*** Data supplied

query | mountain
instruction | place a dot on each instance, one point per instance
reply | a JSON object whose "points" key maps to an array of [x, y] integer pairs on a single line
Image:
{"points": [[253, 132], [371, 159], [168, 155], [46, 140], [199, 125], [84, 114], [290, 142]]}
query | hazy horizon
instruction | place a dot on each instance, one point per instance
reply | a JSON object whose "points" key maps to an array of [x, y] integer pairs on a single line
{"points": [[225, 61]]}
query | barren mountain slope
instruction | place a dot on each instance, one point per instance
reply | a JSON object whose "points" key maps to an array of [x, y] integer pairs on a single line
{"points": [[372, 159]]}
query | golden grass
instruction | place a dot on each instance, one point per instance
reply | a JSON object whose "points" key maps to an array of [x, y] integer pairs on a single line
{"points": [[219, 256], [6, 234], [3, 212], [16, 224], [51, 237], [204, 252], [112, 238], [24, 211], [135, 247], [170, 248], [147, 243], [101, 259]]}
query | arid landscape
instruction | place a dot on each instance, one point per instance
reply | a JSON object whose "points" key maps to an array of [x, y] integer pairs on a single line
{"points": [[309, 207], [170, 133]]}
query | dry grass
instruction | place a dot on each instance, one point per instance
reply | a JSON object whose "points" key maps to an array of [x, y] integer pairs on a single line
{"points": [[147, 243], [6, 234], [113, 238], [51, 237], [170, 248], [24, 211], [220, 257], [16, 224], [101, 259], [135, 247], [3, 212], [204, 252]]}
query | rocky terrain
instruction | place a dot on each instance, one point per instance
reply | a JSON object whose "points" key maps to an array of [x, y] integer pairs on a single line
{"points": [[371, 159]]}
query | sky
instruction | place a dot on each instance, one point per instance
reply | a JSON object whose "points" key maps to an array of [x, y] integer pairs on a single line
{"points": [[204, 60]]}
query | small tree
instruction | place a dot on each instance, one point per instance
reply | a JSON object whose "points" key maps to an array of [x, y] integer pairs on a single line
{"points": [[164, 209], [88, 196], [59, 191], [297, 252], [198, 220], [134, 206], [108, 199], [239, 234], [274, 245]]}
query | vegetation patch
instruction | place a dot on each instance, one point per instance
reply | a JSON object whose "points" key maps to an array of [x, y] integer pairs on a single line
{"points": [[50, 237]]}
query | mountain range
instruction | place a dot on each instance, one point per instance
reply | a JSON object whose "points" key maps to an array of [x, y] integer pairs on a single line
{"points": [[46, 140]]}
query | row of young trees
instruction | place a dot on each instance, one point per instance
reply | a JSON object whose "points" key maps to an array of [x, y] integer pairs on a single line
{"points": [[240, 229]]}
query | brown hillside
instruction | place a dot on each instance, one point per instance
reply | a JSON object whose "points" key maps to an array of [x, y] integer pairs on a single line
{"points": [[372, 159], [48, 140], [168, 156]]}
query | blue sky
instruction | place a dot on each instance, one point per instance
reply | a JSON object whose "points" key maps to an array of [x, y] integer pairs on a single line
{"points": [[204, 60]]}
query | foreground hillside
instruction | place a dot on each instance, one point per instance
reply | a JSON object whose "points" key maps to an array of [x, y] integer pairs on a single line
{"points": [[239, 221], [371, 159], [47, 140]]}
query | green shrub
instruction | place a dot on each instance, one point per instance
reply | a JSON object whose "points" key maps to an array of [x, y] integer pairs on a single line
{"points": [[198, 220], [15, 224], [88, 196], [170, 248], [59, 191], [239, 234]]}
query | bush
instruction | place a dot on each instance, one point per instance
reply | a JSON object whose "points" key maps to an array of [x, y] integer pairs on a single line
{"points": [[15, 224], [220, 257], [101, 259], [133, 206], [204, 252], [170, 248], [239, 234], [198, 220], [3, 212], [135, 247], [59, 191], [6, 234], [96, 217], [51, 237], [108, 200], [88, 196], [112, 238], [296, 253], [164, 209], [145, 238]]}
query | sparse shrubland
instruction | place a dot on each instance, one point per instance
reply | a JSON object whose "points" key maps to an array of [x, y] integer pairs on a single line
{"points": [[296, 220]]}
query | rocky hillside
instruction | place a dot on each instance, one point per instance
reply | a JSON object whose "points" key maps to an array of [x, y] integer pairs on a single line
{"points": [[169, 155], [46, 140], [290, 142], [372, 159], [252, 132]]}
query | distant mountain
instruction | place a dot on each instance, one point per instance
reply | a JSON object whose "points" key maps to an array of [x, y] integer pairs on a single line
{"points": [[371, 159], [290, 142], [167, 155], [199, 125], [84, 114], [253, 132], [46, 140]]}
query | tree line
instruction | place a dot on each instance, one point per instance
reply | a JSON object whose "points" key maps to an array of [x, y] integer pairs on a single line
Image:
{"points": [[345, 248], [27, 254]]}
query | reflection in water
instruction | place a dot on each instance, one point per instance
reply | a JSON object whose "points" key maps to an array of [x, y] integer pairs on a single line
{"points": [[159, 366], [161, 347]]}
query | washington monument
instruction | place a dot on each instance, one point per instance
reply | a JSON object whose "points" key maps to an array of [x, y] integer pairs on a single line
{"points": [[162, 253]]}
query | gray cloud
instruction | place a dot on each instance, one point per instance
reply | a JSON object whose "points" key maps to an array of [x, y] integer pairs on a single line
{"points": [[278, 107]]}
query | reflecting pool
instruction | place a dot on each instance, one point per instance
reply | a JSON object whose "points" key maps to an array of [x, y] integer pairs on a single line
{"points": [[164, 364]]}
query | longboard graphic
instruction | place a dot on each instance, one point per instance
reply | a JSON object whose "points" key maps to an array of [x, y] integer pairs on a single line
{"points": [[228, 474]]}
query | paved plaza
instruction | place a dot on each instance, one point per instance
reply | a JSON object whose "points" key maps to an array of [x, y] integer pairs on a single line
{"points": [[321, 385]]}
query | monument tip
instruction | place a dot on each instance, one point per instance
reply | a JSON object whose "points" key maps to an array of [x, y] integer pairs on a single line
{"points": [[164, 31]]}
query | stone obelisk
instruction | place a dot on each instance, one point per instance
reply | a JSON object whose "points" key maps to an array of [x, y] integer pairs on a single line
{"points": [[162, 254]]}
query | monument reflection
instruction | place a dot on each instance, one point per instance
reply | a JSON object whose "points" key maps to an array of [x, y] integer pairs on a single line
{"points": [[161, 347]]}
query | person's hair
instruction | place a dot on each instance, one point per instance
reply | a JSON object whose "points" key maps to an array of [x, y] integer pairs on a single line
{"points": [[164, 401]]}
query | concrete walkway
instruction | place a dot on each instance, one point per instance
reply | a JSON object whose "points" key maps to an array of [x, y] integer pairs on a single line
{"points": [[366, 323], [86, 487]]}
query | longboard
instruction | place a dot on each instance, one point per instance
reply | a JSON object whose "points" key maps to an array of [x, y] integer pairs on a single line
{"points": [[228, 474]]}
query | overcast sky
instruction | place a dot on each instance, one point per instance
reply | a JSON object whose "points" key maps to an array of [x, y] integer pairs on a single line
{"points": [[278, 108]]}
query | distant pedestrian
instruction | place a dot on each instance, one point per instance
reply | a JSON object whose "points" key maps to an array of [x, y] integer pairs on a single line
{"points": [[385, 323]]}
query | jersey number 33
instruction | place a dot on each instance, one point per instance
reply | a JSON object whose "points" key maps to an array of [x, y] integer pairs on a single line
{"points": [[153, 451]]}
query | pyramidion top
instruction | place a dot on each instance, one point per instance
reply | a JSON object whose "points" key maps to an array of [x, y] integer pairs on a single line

******

◆ Set exercise ◆
Update the entries above by changing every "place a dot" to "put a mark", with all other text left unchanged.

◆ Result of the task ◆
query | mountain
instruction | put a mark on each instance, one point per instance
reply | a JSON object whose "points" key maps to an array of [x, y] integer pairs on a single line
Image:
{"points": [[253, 132], [371, 159], [168, 155], [46, 140], [199, 125], [84, 114], [290, 142]]}
query | hazy horizon
instruction | put a mark on each instance, one point per instance
reply | a JSON object whose "points" key maps to an array of [x, y] integer pairs on a single line
{"points": [[225, 61]]}
query | barren mountain slope
instruction | put a mark on each instance, one point per instance
reply | a JSON object whose "points" key maps to an array of [x, y] integer pairs on a single line
{"points": [[372, 159]]}
query | golden grass
instruction | put a mark on each instance, one point per instance
reply | a JSON object whose "points" key maps to an array of [x, y] integer pairs on a single line
{"points": [[219, 256], [6, 234], [3, 212], [16, 224], [51, 237], [204, 252], [112, 238], [24, 211], [135, 247], [170, 248], [147, 243], [101, 259]]}
query | arid landscape
instruction | put a mark on each instance, one point per instance
reply | a JSON object whose "points" key maps to an array of [x, y] integer pairs on a single line
{"points": [[309, 207], [170, 133]]}
query | dry grass
instruction | put a mark on each instance, one point per instance
reply | a JSON object whose "points" key maps to an array of [x, y] integer pairs on a single line
{"points": [[147, 243], [6, 234], [113, 238], [51, 237], [170, 248], [24, 211], [220, 257], [16, 224], [101, 259], [135, 247], [3, 212], [204, 252]]}
query | rocky terrain
instruction | put a mark on each instance, one point per instance
reply | a JSON object whose "points" key maps to an array of [x, y] integer pairs on a single line
{"points": [[371, 159]]}
query | sky
instruction | put a mark on each instance, one point per instance
reply | a JSON object whose "points" key maps to an array of [x, y] integer pairs on a single line
{"points": [[204, 60]]}
query | small tree
instruction | put a mark on each instance, one point per instance
reply | a JSON object whose "points" key maps to an array of [x, y] integer pairs on a single line
{"points": [[164, 209], [88, 196], [59, 191], [297, 252], [198, 220], [134, 206], [108, 199], [239, 234], [274, 245]]}
query | vegetation patch
instruction | put a mark on each instance, one point per instance
reply | a JSON object whose "points" key maps to an array of [x, y] integer pairs on a single line
{"points": [[50, 237]]}
query | mountain range
instruction | put a mark on each instance, one point per instance
reply | a JSON object whose "points" key maps to an array of [x, y] integer pairs on a single line
{"points": [[46, 140]]}
query | row of young trees
instruction | put a mark on each instance, one point per instance
reply | a JSON object whose "points" key maps to an array of [x, y] integer pairs on a single line
{"points": [[240, 229]]}
query | brown hillside
instruction | put a mark on each instance, one point per instance
reply | a JSON object whose "points" key maps to an array of [x, y] integer pairs on a single line
{"points": [[372, 159], [48, 140], [168, 156]]}
query | blue sky
instruction | put a mark on each instance, one point per instance
reply | a JSON object whose "points" key maps to an array of [x, y] integer pairs on a single line
{"points": [[204, 60]]}
query | foreground hillside
instruction | put a mark on each instance, one point per instance
reply | a JSON object whose "points" key maps to an array of [x, y] integer pairs on a single line
{"points": [[239, 221], [371, 159], [47, 140]]}
query | green shrub
instruction | put a mark on each instance, one point per instance
reply | a JSON object whose "points" key maps to an array of [x, y] integer pairs on a single line
{"points": [[198, 220], [15, 224], [88, 196], [170, 248], [59, 191], [239, 234]]}
query | bush
instruction | put a mark on each instance, one point per instance
reply | a JSON object whose "points" key maps to an array of [x, y] integer pairs on a single line
{"points": [[15, 224], [220, 257], [101, 259], [133, 206], [204, 252], [170, 248], [239, 234], [198, 220], [3, 212], [135, 247], [59, 191], [6, 234], [96, 217], [51, 237], [108, 200], [88, 196], [112, 238], [296, 253], [164, 209], [145, 238]]}
query | sparse shrubland
instruction | put a mark on each instance, one point per instance
reply | a JSON object whose "points" key maps to an array of [x, y] integer pairs on a single line
{"points": [[296, 220]]}
query | rocky hillside
instruction | put a mark on each instance, one point per instance
reply | a JSON object whose "points" key maps to an array of [x, y] integer pairs on a single line
{"points": [[169, 155], [46, 140], [290, 142], [372, 159], [252, 132]]}
query | distant mountain
instruction | put a mark on each instance, one point per instance
reply | a JSON object whose "points" key maps to an array of [x, y] integer pairs on a single line
{"points": [[371, 159], [290, 142], [167, 155], [199, 125], [84, 114], [253, 132], [46, 140]]}
query | tree line
instruction | put a mark on each instance, one point per instance
reply | a JSON object whose "points" key maps to an array of [x, y] integer pairs on a single line
Image:
{"points": [[345, 248], [27, 254]]}
query | reflection in water
instruction | put a mark on each instance, one point per instance
reply | a JSON object whose "points" key maps to an array of [x, y] integer pairs on a single line
{"points": [[159, 366], [161, 347]]}
query | washington monument
instruction | put a mark on each instance, one point per instance
reply | a JSON object whose "points" key maps to an array of [x, y] integer pairs on a single line
{"points": [[162, 253]]}
query | gray cloud
instruction | put a mark on each instance, one point per instance
reply | a JSON object whose "points" key maps to an array of [x, y] integer pairs on a single line
{"points": [[278, 107]]}
query | reflecting pool
instruction | put a mark on each instance, one point per instance
reply | a JSON object whose "points" key maps to an array of [x, y] integer pairs on a single line
{"points": [[164, 364]]}
query | longboard graphic
instruction | put a mark on each instance, one point per instance
reply | a JSON object whose "points" key maps to an array of [x, y] integer pairs on a single line
{"points": [[228, 474]]}
query | paved plaza
instruction | put a mark on each instance, one point per instance
reply | a JSON object whose "points" key maps to an array of [x, y] integer pairs on a single line
{"points": [[321, 385]]}
query | monument tip
instruction | put a mark on each instance, one point per instance
reply | a JSON object whose "points" key maps to an array of [x, y] integer pairs on a single line
{"points": [[164, 31]]}
query | stone obelisk
instruction | put a mark on each instance, one point per instance
reply | a JSON object whose "points" key maps to an array of [x, y] integer pairs on a single line
{"points": [[162, 254]]}
query | monument reflection
instruction | put a mark on each instance, one point per instance
reply | a JSON object whose "points" key maps to an array of [x, y] integer pairs on a single line
{"points": [[161, 347]]}
query | person's hair
instruction | put a mark on each instance, one point per instance
reply | a JSON object whose "points" key maps to an array of [x, y] integer pairs on a single line
{"points": [[164, 401]]}
query | concrete walkway
instruction | put a mark on each instance, one point per instance
reply | a JSON object whose "points" key maps to an array of [x, y] integer pairs on a single line
{"points": [[366, 323], [86, 487]]}
query | longboard
instruction | put a mark on each instance, one point per instance
reply | a JSON object whose "points" key maps to an array of [x, y] integer pairs on a single line
{"points": [[228, 474]]}
query | overcast sky
instruction | put a mark on each instance, one point per instance
reply | a JSON object whose "points" key maps to an array of [x, y] integer pairs on a single line
{"points": [[278, 108]]}
query | distant pedestrian
instruction | put a mark on each instance, one point per instance
reply | a JSON object whose "points" key maps to an array of [x, y] integer pairs on a single line
{"points": [[385, 323]]}
query | jersey number 33
instruction | put a mark on each instance, one point per instance
reply | a JSON object whose "points" key maps to an array of [x, y] integer pairs on a single line
{"points": [[153, 451]]}
query | pyramidion top
instruction | put a mark on each instance, one point per instance
reply | a JSON object whose "points" key maps to an array of [x, y] integer pairs on a single line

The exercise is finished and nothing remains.